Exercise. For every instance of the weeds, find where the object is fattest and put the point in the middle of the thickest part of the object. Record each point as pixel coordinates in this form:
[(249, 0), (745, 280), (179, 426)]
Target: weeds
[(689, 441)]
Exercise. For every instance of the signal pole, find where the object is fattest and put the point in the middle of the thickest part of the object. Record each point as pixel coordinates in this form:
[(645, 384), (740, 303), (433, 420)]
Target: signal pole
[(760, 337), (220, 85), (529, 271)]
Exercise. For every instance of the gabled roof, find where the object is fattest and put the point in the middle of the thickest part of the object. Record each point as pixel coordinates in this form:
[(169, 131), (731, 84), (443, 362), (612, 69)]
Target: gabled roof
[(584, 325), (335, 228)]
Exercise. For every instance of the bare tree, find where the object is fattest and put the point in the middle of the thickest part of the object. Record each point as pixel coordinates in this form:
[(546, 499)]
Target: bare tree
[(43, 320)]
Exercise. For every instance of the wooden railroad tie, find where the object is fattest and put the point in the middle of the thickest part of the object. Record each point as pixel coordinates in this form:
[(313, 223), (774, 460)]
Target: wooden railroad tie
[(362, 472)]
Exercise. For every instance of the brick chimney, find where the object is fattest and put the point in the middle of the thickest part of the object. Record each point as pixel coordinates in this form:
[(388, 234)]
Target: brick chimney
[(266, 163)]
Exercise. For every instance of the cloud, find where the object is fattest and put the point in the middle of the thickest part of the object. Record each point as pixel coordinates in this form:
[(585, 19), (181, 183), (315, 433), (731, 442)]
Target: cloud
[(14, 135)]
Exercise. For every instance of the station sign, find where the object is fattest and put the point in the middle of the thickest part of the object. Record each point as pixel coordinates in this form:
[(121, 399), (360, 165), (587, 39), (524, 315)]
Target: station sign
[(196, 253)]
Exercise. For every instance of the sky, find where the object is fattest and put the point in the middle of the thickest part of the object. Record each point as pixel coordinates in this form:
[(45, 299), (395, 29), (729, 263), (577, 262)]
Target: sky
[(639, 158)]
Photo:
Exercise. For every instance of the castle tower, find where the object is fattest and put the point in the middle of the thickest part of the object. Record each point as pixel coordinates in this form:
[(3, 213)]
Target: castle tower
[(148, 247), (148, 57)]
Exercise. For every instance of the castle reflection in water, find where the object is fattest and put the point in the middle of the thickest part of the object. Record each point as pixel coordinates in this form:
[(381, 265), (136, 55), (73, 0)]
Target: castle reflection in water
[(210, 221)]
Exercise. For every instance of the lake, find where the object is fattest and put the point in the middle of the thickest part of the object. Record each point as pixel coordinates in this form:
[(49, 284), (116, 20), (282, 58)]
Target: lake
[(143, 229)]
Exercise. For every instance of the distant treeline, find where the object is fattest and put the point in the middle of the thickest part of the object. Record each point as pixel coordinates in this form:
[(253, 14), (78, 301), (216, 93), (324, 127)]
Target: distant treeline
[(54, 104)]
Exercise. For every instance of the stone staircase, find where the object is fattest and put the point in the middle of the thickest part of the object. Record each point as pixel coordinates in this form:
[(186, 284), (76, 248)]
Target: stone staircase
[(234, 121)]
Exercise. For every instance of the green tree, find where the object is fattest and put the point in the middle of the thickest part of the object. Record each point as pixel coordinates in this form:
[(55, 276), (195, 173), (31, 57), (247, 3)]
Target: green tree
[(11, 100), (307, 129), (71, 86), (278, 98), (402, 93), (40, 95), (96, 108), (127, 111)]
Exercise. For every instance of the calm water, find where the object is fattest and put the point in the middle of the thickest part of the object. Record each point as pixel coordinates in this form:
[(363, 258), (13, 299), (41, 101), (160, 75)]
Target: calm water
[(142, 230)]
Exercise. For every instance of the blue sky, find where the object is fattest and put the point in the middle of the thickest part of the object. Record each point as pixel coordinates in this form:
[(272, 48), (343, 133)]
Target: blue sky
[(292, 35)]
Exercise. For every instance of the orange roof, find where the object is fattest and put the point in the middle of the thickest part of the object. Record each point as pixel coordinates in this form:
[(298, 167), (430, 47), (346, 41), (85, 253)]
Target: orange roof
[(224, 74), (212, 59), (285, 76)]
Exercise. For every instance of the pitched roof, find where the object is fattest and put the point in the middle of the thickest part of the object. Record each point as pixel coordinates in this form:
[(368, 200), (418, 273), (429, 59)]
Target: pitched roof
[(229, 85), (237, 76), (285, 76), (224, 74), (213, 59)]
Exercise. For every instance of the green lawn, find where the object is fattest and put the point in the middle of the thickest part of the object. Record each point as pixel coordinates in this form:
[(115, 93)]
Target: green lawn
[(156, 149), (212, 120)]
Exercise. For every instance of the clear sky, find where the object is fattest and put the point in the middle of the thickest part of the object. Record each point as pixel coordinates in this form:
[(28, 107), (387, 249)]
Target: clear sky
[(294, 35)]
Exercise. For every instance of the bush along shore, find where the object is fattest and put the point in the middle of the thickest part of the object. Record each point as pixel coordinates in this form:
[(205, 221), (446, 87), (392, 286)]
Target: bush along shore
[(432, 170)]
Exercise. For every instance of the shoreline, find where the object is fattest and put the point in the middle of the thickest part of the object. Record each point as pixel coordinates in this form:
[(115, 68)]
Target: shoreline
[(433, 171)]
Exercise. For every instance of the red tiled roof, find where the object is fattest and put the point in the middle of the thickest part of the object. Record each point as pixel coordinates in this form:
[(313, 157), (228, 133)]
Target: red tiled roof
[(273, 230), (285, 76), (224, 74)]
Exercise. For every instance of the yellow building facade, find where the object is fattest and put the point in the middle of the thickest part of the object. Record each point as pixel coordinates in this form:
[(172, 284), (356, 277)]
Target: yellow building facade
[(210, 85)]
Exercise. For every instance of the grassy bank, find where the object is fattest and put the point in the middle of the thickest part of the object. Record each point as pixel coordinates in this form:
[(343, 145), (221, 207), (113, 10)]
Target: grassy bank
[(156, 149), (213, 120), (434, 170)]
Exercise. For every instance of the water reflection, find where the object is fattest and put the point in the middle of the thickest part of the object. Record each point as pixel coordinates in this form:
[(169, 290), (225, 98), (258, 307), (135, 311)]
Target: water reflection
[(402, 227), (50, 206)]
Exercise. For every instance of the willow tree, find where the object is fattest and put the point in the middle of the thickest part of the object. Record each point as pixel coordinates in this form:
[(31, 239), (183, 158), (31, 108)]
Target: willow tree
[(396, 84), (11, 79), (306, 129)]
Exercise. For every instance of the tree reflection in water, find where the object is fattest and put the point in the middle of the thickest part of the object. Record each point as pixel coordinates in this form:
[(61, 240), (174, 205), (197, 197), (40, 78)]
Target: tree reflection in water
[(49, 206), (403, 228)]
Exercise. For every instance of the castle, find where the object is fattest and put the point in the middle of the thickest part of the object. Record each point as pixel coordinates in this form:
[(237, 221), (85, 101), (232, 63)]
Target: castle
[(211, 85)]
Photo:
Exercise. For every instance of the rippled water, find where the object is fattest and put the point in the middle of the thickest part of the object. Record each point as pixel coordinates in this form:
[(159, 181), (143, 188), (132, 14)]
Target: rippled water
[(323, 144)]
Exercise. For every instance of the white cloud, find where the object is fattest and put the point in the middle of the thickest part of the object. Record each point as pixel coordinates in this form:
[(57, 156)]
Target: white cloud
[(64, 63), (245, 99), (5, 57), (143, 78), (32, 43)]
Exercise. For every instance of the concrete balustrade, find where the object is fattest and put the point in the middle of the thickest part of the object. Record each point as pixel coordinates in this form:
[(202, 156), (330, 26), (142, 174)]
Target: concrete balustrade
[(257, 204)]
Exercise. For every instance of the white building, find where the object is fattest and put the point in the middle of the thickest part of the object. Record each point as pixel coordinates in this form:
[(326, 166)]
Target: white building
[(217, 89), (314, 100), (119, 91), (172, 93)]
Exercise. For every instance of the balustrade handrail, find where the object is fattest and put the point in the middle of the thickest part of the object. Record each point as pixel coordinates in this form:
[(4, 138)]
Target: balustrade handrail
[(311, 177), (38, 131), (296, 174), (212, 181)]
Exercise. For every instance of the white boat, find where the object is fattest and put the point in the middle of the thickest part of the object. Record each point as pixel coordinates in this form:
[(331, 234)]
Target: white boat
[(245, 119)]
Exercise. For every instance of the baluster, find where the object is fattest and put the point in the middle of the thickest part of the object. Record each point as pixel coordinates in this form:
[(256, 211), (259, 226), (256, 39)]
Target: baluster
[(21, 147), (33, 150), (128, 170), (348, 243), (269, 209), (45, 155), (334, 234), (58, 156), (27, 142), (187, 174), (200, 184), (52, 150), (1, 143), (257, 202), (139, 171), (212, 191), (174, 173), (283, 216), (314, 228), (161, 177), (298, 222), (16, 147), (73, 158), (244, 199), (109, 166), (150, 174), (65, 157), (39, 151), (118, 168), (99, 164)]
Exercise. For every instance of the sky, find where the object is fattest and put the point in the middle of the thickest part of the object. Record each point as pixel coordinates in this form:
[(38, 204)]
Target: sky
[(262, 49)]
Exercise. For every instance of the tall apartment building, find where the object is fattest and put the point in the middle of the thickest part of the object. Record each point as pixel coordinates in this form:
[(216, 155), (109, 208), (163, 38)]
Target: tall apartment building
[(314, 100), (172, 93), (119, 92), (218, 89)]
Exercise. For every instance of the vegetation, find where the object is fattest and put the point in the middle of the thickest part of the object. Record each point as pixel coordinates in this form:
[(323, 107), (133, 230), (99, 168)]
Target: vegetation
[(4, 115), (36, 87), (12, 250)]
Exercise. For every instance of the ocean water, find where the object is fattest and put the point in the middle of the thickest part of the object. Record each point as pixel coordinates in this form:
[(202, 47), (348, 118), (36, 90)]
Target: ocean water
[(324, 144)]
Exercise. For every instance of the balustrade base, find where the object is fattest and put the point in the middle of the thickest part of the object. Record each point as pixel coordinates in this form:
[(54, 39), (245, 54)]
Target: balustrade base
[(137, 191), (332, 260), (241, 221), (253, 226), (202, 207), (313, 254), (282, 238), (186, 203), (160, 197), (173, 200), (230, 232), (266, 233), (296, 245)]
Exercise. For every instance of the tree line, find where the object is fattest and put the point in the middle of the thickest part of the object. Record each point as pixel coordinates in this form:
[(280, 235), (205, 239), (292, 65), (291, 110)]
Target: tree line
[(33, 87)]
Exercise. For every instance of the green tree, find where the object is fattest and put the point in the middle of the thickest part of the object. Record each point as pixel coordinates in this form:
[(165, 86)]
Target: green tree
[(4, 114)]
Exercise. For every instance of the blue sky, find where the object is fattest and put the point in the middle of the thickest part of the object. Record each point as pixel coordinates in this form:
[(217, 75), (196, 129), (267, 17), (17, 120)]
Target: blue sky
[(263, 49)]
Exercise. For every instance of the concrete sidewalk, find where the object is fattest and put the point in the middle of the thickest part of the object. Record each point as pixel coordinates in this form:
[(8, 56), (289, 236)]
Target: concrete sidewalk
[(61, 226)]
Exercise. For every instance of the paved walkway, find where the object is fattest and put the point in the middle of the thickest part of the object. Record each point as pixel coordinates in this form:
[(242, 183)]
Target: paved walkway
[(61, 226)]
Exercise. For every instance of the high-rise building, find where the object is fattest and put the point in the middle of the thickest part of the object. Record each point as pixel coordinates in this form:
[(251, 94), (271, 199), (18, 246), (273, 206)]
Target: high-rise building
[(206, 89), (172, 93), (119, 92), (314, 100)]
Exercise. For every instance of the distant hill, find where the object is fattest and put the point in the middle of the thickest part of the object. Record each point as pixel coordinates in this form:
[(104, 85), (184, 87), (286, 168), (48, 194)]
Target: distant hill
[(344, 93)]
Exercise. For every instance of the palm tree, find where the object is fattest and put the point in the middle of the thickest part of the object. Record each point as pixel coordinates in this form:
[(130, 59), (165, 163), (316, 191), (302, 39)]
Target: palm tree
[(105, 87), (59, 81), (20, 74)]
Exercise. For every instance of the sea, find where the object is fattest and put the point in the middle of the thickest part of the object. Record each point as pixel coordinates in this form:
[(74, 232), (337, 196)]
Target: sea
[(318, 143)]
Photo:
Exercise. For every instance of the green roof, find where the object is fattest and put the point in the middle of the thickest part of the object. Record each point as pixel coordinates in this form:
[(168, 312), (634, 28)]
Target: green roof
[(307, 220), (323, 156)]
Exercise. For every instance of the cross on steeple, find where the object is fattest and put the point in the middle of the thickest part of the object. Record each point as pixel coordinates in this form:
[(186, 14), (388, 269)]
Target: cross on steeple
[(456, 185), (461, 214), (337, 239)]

_____

EXERCISE PROMPT: Could you put the lines of the listing above, from its first line through the line containing "[(362, 472)]" (both included), into a JSON list of strings, one string per line, leaving out blank lines?

COMPLETE ANSWER:
[
  "Exercise. For every instance of the weeds, find where the object is fattest and put the point in the middle of the thickest part of the object. Record each point as pixel coordinates in this form:",
  "[(249, 0), (745, 280), (179, 426)]",
  "Target: weeds",
  "[(689, 441)]",
  "Exercise. For every instance of the signal pole, find where the object is fattest and put the point in the middle of the thickest part of the object. Record each point as pixel coordinates in this form:",
  "[(645, 384), (740, 303), (433, 420)]",
  "Target: signal pole",
  "[(760, 337), (220, 85), (529, 271)]",
  "Exercise. For every instance of the gabled roof, find where the object is fattest and put the point in the middle of the thickest part of the object. Record each point as pixel coordinates in this form:",
  "[(169, 131), (731, 84), (443, 362), (612, 69)]",
  "Target: gabled roof",
  "[(584, 325), (335, 228)]",
  "Exercise. For every instance of the bare tree, find where the object is fattest and put the point in the middle of the thickest part of the object. Record each point as pixel coordinates in this form:",
  "[(546, 499)]",
  "Target: bare tree",
  "[(43, 320)]",
  "Exercise. For every instance of the wooden railroad tie, find where the object is fattest and put the point in the middle of the thickest part of the object. Record each point as pixel coordinates in this form:",
  "[(313, 223), (774, 460)]",
  "Target: wooden railroad tie",
  "[(362, 472)]"
]